• RECORDS SUPPLIED
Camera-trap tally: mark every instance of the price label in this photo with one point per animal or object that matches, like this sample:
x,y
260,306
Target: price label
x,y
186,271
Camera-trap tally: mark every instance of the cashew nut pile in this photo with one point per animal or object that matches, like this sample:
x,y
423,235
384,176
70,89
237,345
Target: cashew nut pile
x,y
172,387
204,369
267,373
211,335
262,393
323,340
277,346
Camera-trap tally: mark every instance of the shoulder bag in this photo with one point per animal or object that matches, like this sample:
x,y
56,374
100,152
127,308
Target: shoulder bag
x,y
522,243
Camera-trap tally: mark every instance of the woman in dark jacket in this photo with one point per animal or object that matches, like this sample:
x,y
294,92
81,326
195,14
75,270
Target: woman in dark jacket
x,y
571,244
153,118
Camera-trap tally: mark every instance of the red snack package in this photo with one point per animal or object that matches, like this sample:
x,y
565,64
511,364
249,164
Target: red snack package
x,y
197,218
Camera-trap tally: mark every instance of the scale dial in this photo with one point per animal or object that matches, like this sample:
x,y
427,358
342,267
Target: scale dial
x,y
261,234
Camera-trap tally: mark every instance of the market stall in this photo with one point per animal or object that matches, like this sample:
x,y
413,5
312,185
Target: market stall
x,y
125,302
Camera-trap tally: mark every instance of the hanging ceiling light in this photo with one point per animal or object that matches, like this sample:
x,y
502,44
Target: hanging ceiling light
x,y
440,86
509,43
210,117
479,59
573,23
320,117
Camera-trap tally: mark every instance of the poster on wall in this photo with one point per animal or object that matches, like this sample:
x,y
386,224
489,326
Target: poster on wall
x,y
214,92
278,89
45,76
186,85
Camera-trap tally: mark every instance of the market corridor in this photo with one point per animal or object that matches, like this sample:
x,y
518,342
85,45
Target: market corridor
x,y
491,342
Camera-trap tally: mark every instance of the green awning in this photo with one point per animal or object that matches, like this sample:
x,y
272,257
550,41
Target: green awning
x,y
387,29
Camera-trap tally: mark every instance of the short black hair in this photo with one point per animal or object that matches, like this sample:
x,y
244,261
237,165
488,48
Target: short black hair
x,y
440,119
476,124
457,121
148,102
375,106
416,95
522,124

• TASK GOAL
From the first line to the last, retype the records exactly.

• WORKED SOLUTION
Camera-trap tally: mark every instance of the price label in this photo with one point per animal or object that matches, like this sample:
x,y
260,306
Target: price label
x,y
186,271
Camera-trap tally: mark every instance of the cashew nut pile in this photo with one point per animal or object that matches, like this sample:
x,y
423,235
384,176
70,89
237,345
Target: cashew nut pile
x,y
172,387
204,369
267,373
211,335
262,393
323,340
277,346
Camera-trap tally: mark every instance of the shoulder bag in this photo with one point per animal or object that matches, like this sample:
x,y
56,374
100,152
127,308
Target: shoulder bag
x,y
522,243
Camera-trap tally: mark every instance of the woman in dark jacket in this photo with one point per animal or object that matches, like this sample:
x,y
294,92
81,326
195,14
75,270
Target: woman in dark jacket
x,y
571,244
153,118
Camera-trap tally: mark every instance of the red snack package in this photo with one point per animal or object that matches, like this sample:
x,y
565,64
511,364
249,164
Target: red snack package
x,y
197,218
Camera-trap tally: mark every instance of the scale dial in this photo with one point per animal or object that matches, like this sample:
x,y
427,358
342,267
Target: scale dial
x,y
261,234
Camera-trap tally: mark every instance of the market stall in this photo with one point per animal or object that matches, like this sample:
x,y
413,5
312,185
Target: market stall
x,y
125,302
Camera-trap tally: mark every instance of the hanging ceiling light in this photo with one point per animal or object that matches, like this sample:
x,y
502,44
Target: hanging ceiling light
x,y
440,86
509,43
210,117
479,59
573,23
320,117
Camera-trap tally: mark every instance of the poster on wall in this photo with one point per animal or object that matches, like this sample:
x,y
386,224
489,326
Target: poster on wall
x,y
214,92
278,89
45,76
186,85
Camera-trap tally: mark every instance of the market corridor in this photo with one point per animal or object that matches, like this sample:
x,y
518,342
85,45
Target: market corridor
x,y
491,342
Camera-trap tally: mark every instance of the green awning in this photo with one point per animal or object that matches, like this sample:
x,y
272,257
550,41
Target: green awning
x,y
387,29
Camera-trap tally: mark every instance of the short black hair in this photo with one point per animal or object that matches, like this sample:
x,y
244,261
237,165
488,48
Target: short black hair
x,y
440,119
476,124
457,121
148,102
375,106
416,95
522,124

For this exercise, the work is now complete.